== Segment start ==
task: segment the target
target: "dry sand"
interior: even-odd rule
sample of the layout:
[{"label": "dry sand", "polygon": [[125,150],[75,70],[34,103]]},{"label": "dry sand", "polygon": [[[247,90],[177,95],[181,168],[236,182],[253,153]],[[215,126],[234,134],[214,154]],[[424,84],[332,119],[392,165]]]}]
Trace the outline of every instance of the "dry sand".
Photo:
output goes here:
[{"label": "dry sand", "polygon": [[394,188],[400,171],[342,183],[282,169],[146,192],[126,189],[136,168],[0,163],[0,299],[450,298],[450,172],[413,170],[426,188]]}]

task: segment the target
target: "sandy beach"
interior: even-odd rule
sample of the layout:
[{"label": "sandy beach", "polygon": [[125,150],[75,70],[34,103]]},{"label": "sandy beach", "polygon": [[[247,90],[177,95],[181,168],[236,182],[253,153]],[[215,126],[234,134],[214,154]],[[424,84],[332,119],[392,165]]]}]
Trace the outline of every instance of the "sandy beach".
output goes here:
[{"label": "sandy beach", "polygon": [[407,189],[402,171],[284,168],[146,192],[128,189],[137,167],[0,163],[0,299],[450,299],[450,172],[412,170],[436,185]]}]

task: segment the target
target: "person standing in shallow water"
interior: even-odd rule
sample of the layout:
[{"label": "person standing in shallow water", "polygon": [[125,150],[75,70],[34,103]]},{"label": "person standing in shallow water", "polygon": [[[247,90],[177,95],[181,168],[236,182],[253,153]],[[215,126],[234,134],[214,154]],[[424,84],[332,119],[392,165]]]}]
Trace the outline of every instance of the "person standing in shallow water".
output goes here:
== Segment end ==
▶ _Aim of the task_
Filter the entries and keep only the lines holding "every".

▶ _Output of the task_
Trace the outline of every instance of the "dry sand".
Trace the outline of every instance of the "sandy beach".
Trace the outline of every instance of the "person standing in shallow water".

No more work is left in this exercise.